▸ GIVEN INSTRUCTION A
Find every row in the two blocks below that contains the word "microphone" and copy each such row.

▸ SOURCE DOCUMENT
* begin *

How To Spend A Weekend In Brighton

Laura Reynolds
By Laura Reynolds Last edited 17 months ago

Last Updated 24 February 2023

How To Spend A Weekend In Brighton
Brighton Palace Pier jutting out into the sea from Brighton Beach
Brighton Beach and Palace Pier. Photo: Ben Guerin/Unsplash

We’re not pretending the concept of a weekend in Brighton is anything new — Londoners have been day tripping here since the railway arrived in the 19th century, and we've already told you about some of the more unusual things to do in this East Sussex seaside resort. It's one of the easiest city breaks from London and has the full package — beaches, cosmopolitan city centre and lively nightlife, all within an hour or so of the capital, earning it the nickname 'London-on-Sea'.

Getting to and around Brighton

A neon sign reading 'Welcome to fabulous Brighton UK' in the style of the famous 'Welcome to fabulous Las Vegas, Nevada' sign.

* end *

▸ RECORDS SHOWN
* begin *

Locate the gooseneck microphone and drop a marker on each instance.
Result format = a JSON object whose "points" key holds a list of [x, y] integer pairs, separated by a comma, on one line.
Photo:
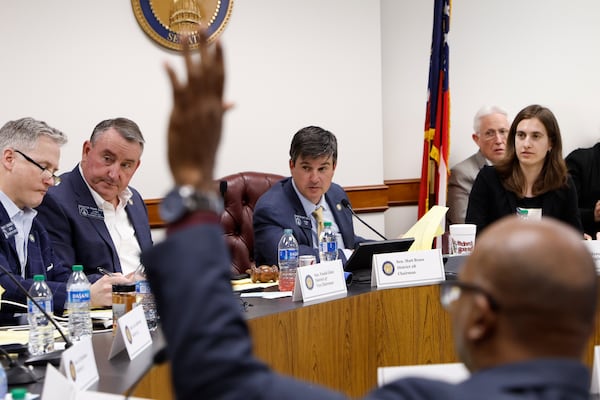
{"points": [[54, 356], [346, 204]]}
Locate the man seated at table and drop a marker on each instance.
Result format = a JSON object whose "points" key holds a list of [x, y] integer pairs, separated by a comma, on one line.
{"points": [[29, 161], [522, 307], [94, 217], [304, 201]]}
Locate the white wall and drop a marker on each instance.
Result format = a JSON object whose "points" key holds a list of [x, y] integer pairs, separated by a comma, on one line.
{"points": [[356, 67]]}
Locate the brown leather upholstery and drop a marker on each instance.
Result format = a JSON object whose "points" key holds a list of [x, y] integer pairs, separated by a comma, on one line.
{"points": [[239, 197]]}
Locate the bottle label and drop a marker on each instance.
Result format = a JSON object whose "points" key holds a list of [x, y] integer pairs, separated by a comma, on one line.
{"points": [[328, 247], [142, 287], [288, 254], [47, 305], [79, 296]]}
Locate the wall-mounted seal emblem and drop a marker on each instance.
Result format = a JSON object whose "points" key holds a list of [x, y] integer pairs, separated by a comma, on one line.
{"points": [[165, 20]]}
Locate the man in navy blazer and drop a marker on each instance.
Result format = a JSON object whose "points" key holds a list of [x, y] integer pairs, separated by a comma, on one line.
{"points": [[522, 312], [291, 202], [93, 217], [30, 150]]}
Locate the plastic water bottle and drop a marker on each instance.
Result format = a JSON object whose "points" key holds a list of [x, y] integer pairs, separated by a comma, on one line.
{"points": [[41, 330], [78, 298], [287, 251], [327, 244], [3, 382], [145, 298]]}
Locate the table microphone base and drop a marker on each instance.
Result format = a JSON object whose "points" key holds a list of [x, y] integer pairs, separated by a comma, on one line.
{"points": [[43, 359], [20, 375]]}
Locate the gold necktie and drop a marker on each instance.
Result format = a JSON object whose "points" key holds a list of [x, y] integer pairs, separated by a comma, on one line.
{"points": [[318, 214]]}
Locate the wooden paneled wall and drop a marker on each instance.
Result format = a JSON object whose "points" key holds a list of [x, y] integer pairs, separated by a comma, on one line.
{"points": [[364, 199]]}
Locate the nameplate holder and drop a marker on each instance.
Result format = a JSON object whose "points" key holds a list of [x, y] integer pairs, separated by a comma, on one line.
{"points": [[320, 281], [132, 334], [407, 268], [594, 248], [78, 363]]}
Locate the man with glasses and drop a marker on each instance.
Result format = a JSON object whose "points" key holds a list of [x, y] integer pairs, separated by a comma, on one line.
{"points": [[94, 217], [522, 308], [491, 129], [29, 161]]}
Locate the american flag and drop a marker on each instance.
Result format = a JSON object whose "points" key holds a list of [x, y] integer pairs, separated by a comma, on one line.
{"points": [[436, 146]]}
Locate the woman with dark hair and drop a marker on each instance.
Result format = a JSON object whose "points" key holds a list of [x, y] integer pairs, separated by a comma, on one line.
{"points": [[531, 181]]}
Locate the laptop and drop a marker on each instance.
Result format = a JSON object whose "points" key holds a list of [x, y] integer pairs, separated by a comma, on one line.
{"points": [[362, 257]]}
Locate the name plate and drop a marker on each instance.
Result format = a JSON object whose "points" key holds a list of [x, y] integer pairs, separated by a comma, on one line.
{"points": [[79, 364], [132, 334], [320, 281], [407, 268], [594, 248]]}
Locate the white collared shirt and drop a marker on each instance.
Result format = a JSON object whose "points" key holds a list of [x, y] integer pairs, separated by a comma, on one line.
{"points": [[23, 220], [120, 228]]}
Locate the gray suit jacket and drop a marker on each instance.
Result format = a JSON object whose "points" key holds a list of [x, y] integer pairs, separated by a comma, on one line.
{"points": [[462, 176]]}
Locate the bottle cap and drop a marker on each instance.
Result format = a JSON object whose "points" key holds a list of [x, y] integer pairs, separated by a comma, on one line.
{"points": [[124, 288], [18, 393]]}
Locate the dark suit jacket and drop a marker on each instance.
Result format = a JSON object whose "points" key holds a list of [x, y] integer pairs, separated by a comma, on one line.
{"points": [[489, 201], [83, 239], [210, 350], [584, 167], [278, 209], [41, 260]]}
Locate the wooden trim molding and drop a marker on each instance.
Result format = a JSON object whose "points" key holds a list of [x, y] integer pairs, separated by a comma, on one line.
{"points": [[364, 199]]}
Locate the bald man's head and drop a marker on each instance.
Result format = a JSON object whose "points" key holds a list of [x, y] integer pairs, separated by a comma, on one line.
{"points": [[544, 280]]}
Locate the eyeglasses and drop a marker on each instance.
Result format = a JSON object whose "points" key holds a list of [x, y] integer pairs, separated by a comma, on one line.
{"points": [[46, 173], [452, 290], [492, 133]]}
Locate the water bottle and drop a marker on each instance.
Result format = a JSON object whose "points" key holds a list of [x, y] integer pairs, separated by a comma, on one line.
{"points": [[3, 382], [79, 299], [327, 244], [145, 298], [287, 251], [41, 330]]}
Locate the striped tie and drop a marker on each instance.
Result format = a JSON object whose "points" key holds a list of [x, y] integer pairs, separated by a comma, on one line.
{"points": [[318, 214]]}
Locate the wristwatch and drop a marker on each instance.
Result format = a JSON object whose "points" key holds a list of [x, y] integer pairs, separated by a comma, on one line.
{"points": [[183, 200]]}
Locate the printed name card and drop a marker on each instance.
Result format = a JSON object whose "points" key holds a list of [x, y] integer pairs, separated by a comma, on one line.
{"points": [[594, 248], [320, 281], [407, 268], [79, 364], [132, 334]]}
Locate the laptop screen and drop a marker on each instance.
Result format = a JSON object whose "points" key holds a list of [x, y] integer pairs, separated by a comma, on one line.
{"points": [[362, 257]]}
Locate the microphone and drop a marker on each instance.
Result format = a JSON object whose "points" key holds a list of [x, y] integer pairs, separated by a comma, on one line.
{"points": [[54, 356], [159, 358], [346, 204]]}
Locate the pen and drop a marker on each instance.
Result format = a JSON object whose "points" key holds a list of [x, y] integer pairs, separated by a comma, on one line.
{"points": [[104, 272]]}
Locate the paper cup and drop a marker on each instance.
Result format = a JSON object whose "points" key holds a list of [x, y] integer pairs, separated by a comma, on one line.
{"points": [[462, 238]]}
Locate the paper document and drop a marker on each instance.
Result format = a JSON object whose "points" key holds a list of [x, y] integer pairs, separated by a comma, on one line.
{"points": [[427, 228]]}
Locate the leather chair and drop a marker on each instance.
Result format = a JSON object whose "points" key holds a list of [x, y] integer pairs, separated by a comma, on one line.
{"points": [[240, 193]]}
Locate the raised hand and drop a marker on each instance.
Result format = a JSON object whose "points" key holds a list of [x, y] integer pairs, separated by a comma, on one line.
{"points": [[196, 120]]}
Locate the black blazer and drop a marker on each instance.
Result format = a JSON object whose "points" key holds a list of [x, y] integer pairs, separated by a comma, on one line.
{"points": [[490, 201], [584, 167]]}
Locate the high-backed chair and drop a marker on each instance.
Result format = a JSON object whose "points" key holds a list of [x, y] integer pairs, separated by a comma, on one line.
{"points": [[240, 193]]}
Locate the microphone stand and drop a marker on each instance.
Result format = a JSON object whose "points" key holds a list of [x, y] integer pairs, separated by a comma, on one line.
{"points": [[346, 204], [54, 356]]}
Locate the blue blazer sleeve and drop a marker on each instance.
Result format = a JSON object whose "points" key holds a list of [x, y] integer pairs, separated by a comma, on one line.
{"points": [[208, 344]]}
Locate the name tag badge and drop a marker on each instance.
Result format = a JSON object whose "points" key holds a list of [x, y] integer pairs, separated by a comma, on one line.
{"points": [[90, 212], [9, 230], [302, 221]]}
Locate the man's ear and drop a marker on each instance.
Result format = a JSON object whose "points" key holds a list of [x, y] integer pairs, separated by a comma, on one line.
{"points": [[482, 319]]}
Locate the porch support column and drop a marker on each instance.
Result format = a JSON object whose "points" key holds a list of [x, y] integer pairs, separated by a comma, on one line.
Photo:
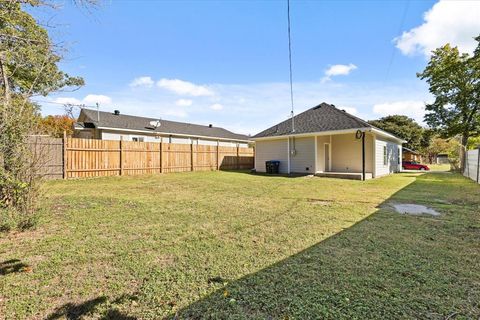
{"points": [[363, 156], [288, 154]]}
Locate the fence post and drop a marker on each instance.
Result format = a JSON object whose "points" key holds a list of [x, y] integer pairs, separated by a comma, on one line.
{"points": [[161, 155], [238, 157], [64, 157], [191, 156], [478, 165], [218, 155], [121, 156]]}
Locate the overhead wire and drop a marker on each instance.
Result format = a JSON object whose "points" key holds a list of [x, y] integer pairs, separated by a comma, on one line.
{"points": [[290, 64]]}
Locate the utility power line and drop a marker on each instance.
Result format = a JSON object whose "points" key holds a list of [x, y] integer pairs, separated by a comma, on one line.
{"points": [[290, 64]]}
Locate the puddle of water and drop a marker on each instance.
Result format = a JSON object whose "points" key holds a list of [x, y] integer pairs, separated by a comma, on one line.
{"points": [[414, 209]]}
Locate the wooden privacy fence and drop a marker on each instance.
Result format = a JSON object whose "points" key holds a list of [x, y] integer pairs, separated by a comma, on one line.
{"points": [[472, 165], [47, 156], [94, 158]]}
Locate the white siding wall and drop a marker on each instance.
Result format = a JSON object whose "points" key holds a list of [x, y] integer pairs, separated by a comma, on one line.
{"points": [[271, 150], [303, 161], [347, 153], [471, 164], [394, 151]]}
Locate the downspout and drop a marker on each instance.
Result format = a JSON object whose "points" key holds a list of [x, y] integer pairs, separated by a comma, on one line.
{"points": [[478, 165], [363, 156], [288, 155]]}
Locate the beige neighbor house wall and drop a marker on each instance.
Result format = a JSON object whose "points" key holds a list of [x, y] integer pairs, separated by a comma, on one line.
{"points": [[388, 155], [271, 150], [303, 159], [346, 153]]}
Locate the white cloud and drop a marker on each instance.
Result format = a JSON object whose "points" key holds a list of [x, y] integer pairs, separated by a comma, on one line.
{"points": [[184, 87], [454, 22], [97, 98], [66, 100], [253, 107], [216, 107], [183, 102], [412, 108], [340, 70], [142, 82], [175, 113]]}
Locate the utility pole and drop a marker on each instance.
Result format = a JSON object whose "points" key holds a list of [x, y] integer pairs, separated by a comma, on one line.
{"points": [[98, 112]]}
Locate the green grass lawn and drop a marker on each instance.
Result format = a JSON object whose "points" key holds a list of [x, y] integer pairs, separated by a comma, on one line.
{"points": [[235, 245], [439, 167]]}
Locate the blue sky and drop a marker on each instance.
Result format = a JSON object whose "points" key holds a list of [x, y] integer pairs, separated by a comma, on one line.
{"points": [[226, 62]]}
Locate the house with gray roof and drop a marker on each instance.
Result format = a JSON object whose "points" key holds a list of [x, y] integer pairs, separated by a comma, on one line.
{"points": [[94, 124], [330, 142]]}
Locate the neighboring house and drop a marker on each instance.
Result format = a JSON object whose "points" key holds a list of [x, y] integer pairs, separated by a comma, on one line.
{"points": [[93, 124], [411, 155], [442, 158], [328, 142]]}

* end *
* begin *

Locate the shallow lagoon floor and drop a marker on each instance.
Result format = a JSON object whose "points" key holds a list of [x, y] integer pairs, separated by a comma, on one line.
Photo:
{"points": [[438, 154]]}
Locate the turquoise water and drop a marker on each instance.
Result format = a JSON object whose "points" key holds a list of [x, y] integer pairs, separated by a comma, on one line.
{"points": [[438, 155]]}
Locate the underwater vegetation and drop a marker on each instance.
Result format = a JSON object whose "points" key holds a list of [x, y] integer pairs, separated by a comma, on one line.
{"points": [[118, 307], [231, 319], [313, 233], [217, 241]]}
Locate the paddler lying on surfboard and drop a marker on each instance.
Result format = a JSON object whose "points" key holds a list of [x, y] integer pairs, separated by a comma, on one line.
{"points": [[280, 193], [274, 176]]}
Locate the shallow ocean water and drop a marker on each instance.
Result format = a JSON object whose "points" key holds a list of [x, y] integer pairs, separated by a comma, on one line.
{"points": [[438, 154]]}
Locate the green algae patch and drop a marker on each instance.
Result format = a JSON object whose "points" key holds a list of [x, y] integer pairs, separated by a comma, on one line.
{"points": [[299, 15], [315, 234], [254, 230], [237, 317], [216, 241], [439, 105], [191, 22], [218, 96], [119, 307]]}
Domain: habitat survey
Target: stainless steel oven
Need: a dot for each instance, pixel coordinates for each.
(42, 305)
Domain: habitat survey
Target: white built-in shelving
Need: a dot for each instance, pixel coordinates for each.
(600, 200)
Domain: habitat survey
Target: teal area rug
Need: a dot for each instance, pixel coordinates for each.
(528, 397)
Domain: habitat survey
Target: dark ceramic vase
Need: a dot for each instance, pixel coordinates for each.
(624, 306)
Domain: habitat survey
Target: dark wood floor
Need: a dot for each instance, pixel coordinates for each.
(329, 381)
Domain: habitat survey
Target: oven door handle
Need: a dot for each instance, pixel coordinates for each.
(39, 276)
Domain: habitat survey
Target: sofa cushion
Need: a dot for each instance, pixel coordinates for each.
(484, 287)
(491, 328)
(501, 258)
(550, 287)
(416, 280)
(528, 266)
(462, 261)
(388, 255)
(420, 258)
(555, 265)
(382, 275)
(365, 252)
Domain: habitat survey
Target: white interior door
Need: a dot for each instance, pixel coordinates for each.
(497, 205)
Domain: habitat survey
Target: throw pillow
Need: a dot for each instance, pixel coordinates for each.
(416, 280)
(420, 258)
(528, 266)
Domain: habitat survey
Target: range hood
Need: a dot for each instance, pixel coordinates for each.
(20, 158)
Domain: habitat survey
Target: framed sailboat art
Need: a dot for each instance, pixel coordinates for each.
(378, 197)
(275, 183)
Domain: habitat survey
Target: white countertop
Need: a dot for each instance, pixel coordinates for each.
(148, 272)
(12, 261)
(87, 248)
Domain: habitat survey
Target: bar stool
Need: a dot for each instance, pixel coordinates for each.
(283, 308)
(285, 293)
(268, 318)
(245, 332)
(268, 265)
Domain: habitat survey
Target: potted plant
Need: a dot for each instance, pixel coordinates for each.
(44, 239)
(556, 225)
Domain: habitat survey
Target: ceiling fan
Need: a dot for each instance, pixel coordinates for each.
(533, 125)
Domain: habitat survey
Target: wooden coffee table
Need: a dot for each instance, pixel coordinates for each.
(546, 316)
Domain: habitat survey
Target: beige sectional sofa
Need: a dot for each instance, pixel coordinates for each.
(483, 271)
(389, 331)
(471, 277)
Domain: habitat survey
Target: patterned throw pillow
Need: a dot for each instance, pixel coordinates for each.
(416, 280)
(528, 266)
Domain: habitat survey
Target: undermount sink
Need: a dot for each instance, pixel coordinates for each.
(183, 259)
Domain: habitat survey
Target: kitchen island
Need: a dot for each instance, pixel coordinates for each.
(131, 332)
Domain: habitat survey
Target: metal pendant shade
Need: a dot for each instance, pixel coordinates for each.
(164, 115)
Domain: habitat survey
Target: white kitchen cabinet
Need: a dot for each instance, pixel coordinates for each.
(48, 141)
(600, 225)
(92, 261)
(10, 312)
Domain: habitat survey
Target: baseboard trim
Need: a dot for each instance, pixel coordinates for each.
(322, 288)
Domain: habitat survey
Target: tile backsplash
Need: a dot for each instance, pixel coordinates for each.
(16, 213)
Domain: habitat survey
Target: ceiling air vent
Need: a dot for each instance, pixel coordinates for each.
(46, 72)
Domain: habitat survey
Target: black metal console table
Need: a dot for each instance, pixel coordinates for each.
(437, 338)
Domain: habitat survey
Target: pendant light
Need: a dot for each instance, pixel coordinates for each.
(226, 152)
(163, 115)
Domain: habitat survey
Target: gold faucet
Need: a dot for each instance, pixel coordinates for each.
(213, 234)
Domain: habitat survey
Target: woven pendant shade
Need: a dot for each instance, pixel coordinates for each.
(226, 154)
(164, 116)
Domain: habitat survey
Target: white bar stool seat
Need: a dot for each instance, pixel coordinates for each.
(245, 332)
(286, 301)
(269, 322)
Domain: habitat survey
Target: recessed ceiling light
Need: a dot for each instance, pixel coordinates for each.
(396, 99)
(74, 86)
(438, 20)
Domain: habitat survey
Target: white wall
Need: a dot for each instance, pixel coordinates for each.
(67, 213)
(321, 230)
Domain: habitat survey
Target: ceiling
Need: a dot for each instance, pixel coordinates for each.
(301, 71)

* end *

▸ GIVEN INSTRUCTION B
Rewrite everything in the Brighton weekend guide from "We’re not pretending" down to "Vegas, Nevada' sign.", putting "train line" in place of "railway".

▸ COMPLETE ANSWER A
Locate the gooseneck microphone and drop a marker on each instance.
Locate the table microphone base and drop a marker on each instance.
Locate the microphone and drop a marker on each instance.
Locate the microphone stand and drop a marker on each instance.

▸ COMPLETE ANSWER B
We’re not pretending the concept of a weekend in Brighton is anything new — Londoners have been day tripping here since the train line arrived in the 19th century, and we've already told you about some of the more unusual things to do in this East Sussex seaside resort. It's one of the easiest city breaks from London and has the full package — beaches, cosmopolitan city centre and lively nightlife, all within an hour or so of the capital, earning it the nickname 'London-on-Sea'.

Getting to and around Brighton

A neon sign reading 'Welcome to fabulous Brighton UK' in the style of the famous 'Welcome to fabulous Las Vegas, Nevada' sign.